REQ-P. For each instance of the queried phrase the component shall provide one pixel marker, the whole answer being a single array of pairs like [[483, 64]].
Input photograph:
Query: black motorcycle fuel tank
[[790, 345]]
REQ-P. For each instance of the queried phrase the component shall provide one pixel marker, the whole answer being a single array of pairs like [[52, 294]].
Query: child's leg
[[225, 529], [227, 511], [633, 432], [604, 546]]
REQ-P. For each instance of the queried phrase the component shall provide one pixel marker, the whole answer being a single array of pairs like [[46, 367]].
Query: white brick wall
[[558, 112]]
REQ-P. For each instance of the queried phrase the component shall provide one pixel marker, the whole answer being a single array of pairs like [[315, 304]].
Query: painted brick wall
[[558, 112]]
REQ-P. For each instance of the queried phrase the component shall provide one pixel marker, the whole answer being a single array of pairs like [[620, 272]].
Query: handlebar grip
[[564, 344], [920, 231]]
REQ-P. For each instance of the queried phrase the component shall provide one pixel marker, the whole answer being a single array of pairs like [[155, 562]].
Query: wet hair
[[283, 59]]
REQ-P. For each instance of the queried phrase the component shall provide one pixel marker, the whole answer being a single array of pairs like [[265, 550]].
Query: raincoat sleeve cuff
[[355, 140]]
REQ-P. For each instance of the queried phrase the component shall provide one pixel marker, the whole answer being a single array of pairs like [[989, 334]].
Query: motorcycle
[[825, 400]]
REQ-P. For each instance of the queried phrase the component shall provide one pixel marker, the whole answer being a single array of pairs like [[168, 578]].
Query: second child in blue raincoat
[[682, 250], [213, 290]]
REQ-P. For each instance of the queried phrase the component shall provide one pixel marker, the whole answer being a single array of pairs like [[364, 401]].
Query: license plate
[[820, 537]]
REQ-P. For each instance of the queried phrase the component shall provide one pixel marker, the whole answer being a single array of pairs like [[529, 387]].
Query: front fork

▶ AIM
Retype the records that precede this task, keeping them exactly the same.

▶ THE ANSWER
REQ-P. For each instance of the queried phrase the component shall provide one pixel marker, the whole answer being a single array of pairs like [[483, 64]].
Input photograph:
Query: black motorcycle fuel tank
[[790, 345]]
REQ-P. For each instance of the queried phrase the component shall provide one pixel marker, the whole answer being a single array of pairs like [[52, 294]].
Query: child's leg
[[225, 529], [227, 511], [633, 432], [604, 546]]
REQ-P. For each instance of the queried phrase the component shall provide one pixel marker, the whole answer being a single array of pairs like [[46, 367]].
Query: white brick wall
[[558, 112]]
REQ-P. For each instance of the queried phrase the component shall provide one pixel marker, the whole answer being a single array of pairs like [[315, 304]].
Query: painted brick wall
[[558, 112]]
REQ-P. For each instance of the queried phrase the component shall provide one pixel marker, the whole answer being a single array of pairs like [[620, 272]].
Query: handlebar grip
[[564, 344], [920, 231]]
REQ-P. For each instance of the queried phrase the component shall provide one pixel marker, the whole answer being a single array of pairs like [[155, 562]].
Query: wet hair
[[283, 59]]
REQ-P. For each instance of the queried phrase the component shall provide one pixel marker, the whole answer being a single array of pairs like [[265, 550]].
Query: raincoat sleeve cuff
[[355, 140]]
REQ-P. For each instance of the queried phrase the component shall provide one pixel marker, the whole answer being a single array of pairs like [[989, 334]].
Query: motorcycle
[[825, 400]]
REQ-P. For each instance of the queried phrase the component shall provide one pixel marker, the whole answer being a single array of pairs like [[168, 578]].
Query: second child in blue raincoat
[[682, 250], [213, 290]]
REQ-P. For each instance of the queried phrase the component shall provide one pixel marker, the whole answer being a single array of pairs like [[364, 401]].
Query: license plate
[[820, 537]]
REQ-P. For each instance of the queried phrase the component shall provide one pixel marker, the whole answer being a single array of pairs like [[529, 387]].
Query: front fork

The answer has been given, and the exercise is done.